Aim of the exercise -
Lines before the one containing "grass, one per instance" are excluded; reproduce that line and all lines after it in the entries below, exactly.

──────── Task data ────────

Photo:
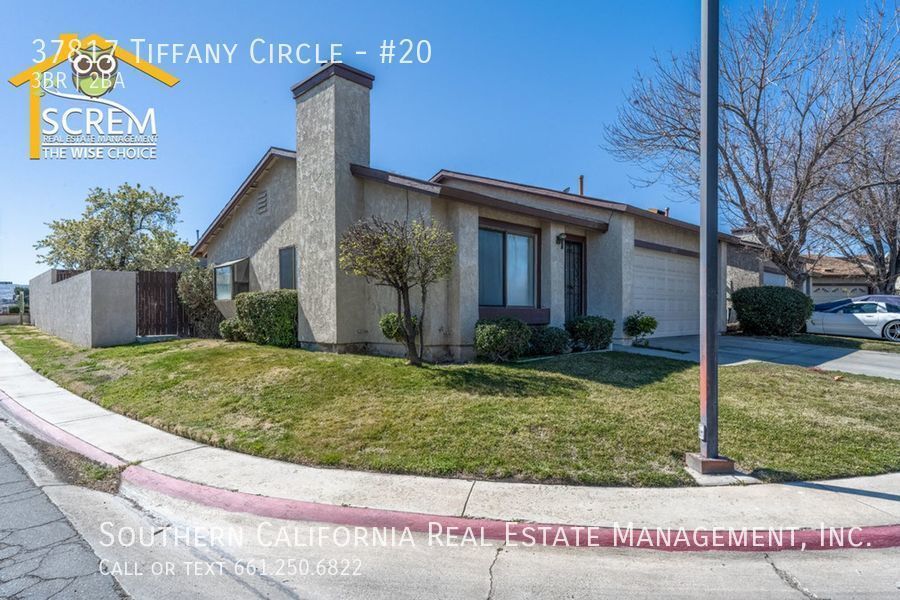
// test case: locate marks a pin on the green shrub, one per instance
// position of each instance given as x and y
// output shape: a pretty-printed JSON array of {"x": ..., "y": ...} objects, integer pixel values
[
  {"x": 197, "y": 294},
  {"x": 268, "y": 317},
  {"x": 231, "y": 330},
  {"x": 392, "y": 326},
  {"x": 549, "y": 340},
  {"x": 590, "y": 332},
  {"x": 503, "y": 339},
  {"x": 639, "y": 326},
  {"x": 771, "y": 310}
]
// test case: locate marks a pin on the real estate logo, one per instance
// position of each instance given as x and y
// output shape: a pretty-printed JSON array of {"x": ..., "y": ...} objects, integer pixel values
[{"x": 87, "y": 121}]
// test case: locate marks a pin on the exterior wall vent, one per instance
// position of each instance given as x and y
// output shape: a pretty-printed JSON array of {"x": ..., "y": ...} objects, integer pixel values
[{"x": 262, "y": 203}]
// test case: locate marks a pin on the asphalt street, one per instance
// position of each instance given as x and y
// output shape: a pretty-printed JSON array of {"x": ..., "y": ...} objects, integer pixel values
[{"x": 41, "y": 554}]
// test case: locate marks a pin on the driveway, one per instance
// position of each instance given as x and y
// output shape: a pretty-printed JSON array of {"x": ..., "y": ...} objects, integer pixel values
[{"x": 735, "y": 349}]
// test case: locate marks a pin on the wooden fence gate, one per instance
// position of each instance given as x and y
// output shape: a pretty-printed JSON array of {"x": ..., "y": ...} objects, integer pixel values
[{"x": 159, "y": 312}]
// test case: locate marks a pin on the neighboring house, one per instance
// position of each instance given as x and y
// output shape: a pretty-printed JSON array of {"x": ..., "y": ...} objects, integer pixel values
[
  {"x": 541, "y": 255},
  {"x": 833, "y": 278},
  {"x": 829, "y": 277}
]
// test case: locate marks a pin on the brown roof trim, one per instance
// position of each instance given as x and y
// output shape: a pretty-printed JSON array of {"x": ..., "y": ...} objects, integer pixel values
[
  {"x": 330, "y": 70},
  {"x": 468, "y": 197},
  {"x": 444, "y": 174},
  {"x": 217, "y": 224}
]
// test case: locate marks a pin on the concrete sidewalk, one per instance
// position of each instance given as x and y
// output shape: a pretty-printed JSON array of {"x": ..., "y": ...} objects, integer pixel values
[
  {"x": 735, "y": 350},
  {"x": 857, "y": 502}
]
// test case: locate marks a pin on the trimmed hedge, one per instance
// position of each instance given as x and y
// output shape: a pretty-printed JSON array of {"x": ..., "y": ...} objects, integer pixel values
[
  {"x": 549, "y": 340},
  {"x": 268, "y": 317},
  {"x": 230, "y": 329},
  {"x": 771, "y": 310},
  {"x": 500, "y": 340},
  {"x": 590, "y": 332},
  {"x": 639, "y": 326},
  {"x": 392, "y": 326}
]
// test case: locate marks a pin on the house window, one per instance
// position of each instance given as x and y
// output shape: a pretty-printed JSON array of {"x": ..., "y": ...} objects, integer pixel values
[
  {"x": 506, "y": 268},
  {"x": 262, "y": 202},
  {"x": 224, "y": 283},
  {"x": 232, "y": 279},
  {"x": 777, "y": 279},
  {"x": 287, "y": 268}
]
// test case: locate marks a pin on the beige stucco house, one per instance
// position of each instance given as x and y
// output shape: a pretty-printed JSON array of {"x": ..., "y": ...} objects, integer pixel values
[{"x": 530, "y": 252}]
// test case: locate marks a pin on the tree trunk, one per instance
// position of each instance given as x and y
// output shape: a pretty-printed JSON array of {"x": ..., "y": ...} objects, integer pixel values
[{"x": 409, "y": 331}]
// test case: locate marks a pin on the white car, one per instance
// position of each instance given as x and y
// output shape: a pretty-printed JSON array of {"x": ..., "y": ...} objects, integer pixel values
[{"x": 858, "y": 319}]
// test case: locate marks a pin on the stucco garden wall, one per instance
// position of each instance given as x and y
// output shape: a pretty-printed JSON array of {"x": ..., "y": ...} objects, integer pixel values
[{"x": 91, "y": 309}]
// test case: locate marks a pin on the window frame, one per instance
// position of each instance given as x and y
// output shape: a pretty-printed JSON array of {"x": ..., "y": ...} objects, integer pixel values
[
  {"x": 237, "y": 287},
  {"x": 520, "y": 230},
  {"x": 230, "y": 270},
  {"x": 293, "y": 250}
]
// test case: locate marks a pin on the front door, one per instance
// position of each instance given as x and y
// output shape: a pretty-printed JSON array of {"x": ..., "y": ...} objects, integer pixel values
[{"x": 574, "y": 278}]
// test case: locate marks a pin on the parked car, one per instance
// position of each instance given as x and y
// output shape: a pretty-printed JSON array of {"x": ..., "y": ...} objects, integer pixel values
[
  {"x": 827, "y": 306},
  {"x": 867, "y": 318}
]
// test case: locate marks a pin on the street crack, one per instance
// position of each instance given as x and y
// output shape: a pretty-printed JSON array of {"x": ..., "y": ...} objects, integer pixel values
[{"x": 791, "y": 581}]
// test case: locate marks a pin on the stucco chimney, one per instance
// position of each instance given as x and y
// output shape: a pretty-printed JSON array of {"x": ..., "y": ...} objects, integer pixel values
[{"x": 332, "y": 133}]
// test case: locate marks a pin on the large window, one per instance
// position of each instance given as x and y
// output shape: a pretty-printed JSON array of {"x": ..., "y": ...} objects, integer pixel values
[
  {"x": 287, "y": 258},
  {"x": 506, "y": 268},
  {"x": 232, "y": 278}
]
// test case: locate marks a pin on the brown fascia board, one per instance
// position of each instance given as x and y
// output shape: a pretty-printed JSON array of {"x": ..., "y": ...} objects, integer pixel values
[
  {"x": 578, "y": 199},
  {"x": 232, "y": 204},
  {"x": 331, "y": 70},
  {"x": 469, "y": 197}
]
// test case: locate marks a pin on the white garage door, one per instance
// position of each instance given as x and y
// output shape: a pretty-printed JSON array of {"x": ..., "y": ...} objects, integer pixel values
[
  {"x": 829, "y": 292},
  {"x": 667, "y": 286}
]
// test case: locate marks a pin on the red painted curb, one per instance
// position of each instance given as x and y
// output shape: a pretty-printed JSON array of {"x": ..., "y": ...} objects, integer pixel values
[{"x": 473, "y": 529}]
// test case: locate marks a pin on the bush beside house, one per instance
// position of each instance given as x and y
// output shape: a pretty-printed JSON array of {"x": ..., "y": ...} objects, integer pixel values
[
  {"x": 546, "y": 341},
  {"x": 639, "y": 326},
  {"x": 391, "y": 325},
  {"x": 501, "y": 340},
  {"x": 230, "y": 329},
  {"x": 590, "y": 332},
  {"x": 771, "y": 310},
  {"x": 267, "y": 317}
]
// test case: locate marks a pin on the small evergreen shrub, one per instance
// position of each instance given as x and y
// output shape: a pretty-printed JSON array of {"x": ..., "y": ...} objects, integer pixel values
[
  {"x": 590, "y": 332},
  {"x": 392, "y": 326},
  {"x": 500, "y": 340},
  {"x": 771, "y": 310},
  {"x": 639, "y": 326},
  {"x": 230, "y": 329},
  {"x": 549, "y": 340},
  {"x": 268, "y": 317}
]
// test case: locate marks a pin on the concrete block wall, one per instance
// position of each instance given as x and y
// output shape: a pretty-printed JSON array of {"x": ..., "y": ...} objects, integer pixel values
[{"x": 91, "y": 309}]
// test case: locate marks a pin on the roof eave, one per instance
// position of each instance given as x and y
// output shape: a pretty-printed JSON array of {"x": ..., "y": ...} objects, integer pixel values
[{"x": 273, "y": 152}]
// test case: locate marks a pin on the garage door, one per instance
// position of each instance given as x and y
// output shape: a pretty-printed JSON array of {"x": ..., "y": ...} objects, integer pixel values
[
  {"x": 667, "y": 286},
  {"x": 830, "y": 292}
]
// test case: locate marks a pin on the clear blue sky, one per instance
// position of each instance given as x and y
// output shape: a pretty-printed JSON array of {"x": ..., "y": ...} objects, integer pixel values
[{"x": 515, "y": 90}]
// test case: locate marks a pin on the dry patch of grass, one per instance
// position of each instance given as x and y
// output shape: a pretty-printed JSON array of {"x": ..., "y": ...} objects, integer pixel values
[{"x": 602, "y": 419}]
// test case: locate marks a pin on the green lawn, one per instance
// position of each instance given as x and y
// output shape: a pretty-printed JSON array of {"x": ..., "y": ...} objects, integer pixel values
[{"x": 598, "y": 418}]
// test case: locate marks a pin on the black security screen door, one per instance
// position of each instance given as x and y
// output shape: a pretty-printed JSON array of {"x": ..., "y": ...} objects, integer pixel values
[{"x": 574, "y": 279}]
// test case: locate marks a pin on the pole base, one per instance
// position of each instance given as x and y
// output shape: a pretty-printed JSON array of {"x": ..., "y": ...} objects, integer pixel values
[{"x": 709, "y": 466}]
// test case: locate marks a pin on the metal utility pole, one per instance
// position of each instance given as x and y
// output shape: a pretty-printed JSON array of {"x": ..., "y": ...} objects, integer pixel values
[{"x": 708, "y": 460}]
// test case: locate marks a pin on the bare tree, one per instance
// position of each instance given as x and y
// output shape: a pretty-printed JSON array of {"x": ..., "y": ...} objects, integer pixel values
[
  {"x": 794, "y": 93},
  {"x": 865, "y": 228}
]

────────

Output below -
// test case: locate marks a pin on the dry patch of grass, one per instance
// position of each instance given as x and y
// output shape: a pretty-printed JSON array of {"x": ..., "y": ...} objects, integer pixel values
[{"x": 602, "y": 419}]
// test case: locate marks a pin on the green lawn, one per instance
// position of each instance given as x and y
// output shape: a pretty-printed JSON array of {"x": ..., "y": ...} objects, integer pixel values
[{"x": 598, "y": 418}]
// test case: locate marks a pin on the black security screen door, one per instance
// position of each instance given as x and y
// output shape: a pretty-printed JSON array of {"x": ..., "y": ...} objects, integer pixel values
[{"x": 574, "y": 279}]
// test case: locate marks a pin on the pole base, one per instance
// position of each instance given as x and y
// output shape: a pretty-printed JSON array of {"x": ..., "y": ...} objects, integer pixel values
[{"x": 709, "y": 466}]
// test case: locate marks a pin on the metal utility pole, one per instance
// position of each instance given as x and y
// output shape: a pretty-printed JSON array of {"x": ..., "y": ...} objects, integer pixel values
[{"x": 708, "y": 460}]
// test case: locate marks a pin on the bare tree, one per instance
// position of each instance given as x and y
// output shape: a pretty-printed JSON array of {"x": ..., "y": ...} objects, integer pixel values
[
  {"x": 794, "y": 93},
  {"x": 865, "y": 228}
]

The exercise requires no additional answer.